SET PROBLEM. Please write out the listing below word for word, beginning at its first line and continuing through the line that contains "POLYGON ((419 239, 422".

Segmentation dataset excerpts
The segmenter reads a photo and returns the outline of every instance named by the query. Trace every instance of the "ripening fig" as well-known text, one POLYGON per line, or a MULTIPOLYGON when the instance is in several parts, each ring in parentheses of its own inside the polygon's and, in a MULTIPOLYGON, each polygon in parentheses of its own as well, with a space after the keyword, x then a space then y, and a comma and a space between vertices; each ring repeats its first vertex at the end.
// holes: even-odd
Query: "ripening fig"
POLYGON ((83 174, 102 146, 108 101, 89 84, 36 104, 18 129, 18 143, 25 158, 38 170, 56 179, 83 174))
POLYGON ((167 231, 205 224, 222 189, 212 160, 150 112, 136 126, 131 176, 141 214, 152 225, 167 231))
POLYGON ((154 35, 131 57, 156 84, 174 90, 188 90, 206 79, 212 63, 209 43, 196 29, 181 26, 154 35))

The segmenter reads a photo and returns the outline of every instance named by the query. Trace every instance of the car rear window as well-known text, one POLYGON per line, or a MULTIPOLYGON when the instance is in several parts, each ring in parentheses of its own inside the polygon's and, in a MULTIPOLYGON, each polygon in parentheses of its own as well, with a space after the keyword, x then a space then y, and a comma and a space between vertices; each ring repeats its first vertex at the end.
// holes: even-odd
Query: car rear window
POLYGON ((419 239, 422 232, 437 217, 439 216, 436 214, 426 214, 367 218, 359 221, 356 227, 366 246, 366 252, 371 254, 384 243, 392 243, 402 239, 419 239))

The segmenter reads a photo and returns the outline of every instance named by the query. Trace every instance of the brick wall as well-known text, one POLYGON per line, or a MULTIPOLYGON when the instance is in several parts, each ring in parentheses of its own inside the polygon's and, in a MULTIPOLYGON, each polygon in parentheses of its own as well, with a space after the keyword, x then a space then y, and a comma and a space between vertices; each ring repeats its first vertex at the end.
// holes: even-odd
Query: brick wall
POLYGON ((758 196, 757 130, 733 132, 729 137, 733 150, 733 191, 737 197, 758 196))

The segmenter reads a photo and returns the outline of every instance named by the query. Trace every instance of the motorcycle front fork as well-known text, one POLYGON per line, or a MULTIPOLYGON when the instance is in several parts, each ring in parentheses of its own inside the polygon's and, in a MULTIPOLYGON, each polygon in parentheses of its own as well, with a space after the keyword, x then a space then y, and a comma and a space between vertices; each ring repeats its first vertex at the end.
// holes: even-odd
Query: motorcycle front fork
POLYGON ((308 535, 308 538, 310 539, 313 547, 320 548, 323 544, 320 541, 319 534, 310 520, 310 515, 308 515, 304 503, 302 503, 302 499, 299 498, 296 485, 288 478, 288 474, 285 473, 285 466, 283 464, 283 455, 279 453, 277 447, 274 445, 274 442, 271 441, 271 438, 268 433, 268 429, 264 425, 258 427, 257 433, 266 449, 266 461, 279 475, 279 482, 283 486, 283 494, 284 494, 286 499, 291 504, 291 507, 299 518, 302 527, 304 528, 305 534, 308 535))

EXERCISE SOLUTION.
The segmenter reads a photo and returns the outline of every instance named by the query. Trace every instance of the "ripening fig" as well-known text, one POLYGON per line, or a MULTIPOLYGON when the instance is in several parts, each ring in parentheses of its own inside the polygon's and, in a MULTIPOLYGON, each polygon in parentheses of its own as well, with a space after the keyword, x then a space then y, and a comma and a space between vertices; each ring repeats its first vertex at the end.
// holes: even-odd
Query: "ripening fig"
POLYGON ((83 174, 102 146, 108 101, 89 84, 36 104, 18 129, 18 143, 25 158, 38 170, 56 179, 83 174))
POLYGON ((167 231, 205 224, 222 189, 212 160, 150 112, 136 126, 131 176, 141 214, 152 225, 167 231))
POLYGON ((154 35, 131 57, 156 84, 174 90, 188 90, 206 79, 212 63, 209 43, 196 29, 181 26, 154 35))

The segmenter reads a photo and returns the outline of every instance named by the query. Trace every instance of the car rear window as well-known text, one POLYGON per line, or a MULTIPOLYGON when the instance is in several parts, each ring in parentheses of its own inside the polygon's and, in a MULTIPOLYGON, each polygon in parentheses of its own as well, with a space after the keyword, x then a space then y, and a comma and a space between vertices; each ring repeats its first vertex at the end.
// holes: even-odd
Query: car rear window
POLYGON ((419 239, 422 232, 437 217, 439 216, 436 214, 426 214, 367 218, 359 221, 356 227, 366 246, 366 252, 371 254, 384 243, 392 243, 402 239, 419 239))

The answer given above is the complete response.